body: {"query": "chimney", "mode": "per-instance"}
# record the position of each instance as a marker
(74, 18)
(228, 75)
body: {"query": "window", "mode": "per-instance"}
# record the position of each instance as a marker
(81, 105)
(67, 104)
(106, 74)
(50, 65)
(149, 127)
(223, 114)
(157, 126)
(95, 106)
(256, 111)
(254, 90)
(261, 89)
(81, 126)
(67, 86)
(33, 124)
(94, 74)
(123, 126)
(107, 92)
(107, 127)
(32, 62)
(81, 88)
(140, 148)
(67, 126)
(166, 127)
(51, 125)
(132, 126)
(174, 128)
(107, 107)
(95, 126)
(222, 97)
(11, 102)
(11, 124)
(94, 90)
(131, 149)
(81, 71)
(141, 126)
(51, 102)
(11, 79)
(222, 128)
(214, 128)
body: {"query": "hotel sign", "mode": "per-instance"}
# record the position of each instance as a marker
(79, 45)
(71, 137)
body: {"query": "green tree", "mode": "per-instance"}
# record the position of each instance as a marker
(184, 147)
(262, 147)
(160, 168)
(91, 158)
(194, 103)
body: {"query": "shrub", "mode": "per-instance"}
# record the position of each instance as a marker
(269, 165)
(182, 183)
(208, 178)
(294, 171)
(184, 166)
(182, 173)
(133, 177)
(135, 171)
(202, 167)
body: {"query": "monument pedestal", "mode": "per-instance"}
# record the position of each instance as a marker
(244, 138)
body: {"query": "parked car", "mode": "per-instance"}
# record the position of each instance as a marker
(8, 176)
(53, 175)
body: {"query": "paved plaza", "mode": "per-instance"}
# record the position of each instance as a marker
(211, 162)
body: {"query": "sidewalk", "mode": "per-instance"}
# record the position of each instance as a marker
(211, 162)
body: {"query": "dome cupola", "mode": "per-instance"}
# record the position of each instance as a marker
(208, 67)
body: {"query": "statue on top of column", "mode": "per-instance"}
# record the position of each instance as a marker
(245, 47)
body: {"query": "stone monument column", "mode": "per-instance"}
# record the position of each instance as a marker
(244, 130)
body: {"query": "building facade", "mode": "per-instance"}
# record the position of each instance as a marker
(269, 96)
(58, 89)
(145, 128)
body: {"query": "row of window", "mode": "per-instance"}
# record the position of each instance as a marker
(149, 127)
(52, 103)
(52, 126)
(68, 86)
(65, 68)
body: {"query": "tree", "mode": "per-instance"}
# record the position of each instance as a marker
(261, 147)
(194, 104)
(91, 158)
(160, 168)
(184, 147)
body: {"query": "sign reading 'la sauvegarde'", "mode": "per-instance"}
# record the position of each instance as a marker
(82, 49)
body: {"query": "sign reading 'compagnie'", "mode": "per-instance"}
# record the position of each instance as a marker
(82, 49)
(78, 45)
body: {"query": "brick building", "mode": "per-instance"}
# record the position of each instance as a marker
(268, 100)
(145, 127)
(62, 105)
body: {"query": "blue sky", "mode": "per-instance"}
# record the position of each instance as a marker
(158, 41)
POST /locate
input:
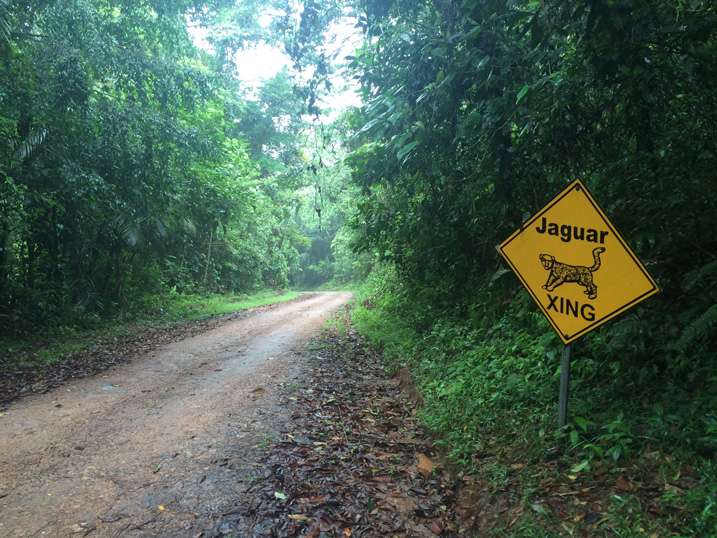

• _Work to complete_
Every line in the data that holds the string "tree" should be returned.

• _Answer space_
body: {"query": "green tree", "mode": "per-instance"}
body: {"query": "tree", "mode": "per-instance"}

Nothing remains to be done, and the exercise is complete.